Input material
-----

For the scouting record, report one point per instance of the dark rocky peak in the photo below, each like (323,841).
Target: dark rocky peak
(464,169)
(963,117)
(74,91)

-----

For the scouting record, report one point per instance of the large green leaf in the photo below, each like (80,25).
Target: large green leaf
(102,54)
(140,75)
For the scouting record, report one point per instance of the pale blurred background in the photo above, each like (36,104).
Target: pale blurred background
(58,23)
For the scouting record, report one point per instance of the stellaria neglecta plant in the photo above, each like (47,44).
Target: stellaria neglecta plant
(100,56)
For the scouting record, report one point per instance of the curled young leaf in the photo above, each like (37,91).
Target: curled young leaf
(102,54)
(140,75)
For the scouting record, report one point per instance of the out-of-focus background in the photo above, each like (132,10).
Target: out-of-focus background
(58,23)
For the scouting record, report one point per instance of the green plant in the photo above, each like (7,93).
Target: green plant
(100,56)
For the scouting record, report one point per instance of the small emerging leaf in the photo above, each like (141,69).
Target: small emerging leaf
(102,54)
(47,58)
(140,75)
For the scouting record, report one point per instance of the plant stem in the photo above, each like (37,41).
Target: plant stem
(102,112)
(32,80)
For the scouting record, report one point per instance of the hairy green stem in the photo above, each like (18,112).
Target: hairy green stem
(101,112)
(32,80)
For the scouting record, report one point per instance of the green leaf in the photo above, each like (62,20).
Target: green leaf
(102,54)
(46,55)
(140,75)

-----

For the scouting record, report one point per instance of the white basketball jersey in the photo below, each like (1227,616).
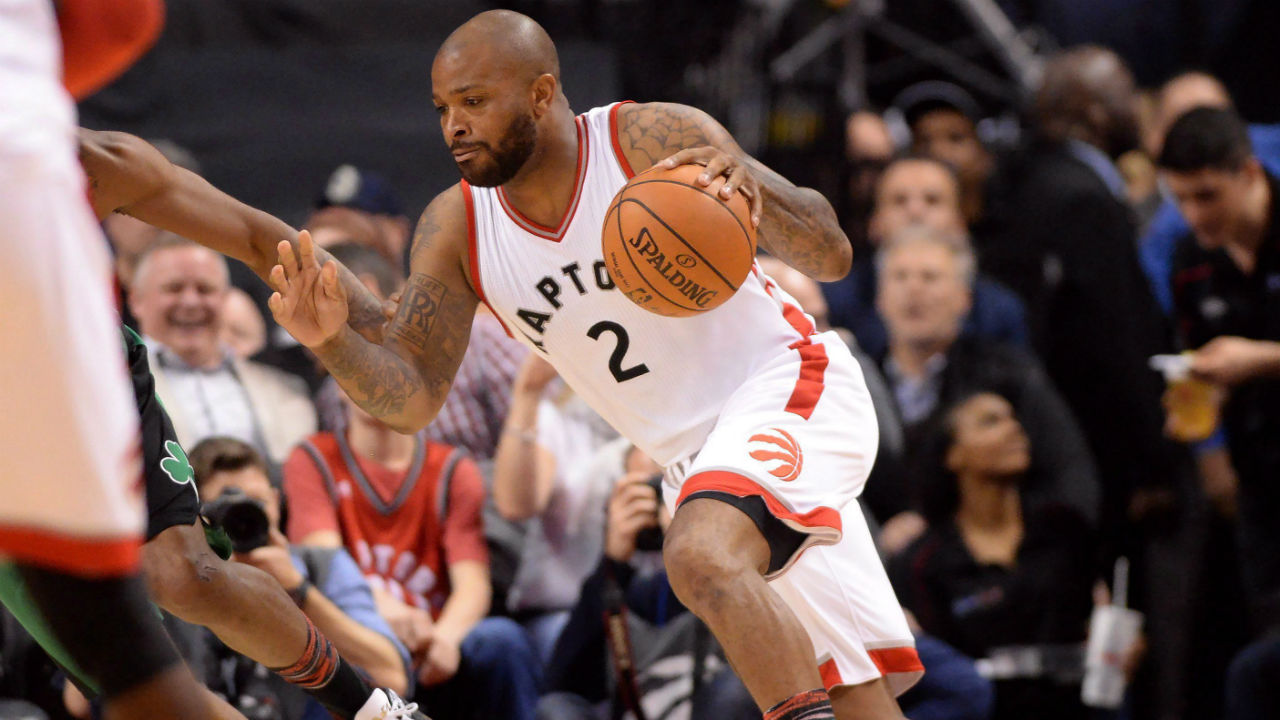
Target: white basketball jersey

-----

Assigned task
What is the number of lines in the records that contain "white"? Answer with it alone.

Output of the exercise
2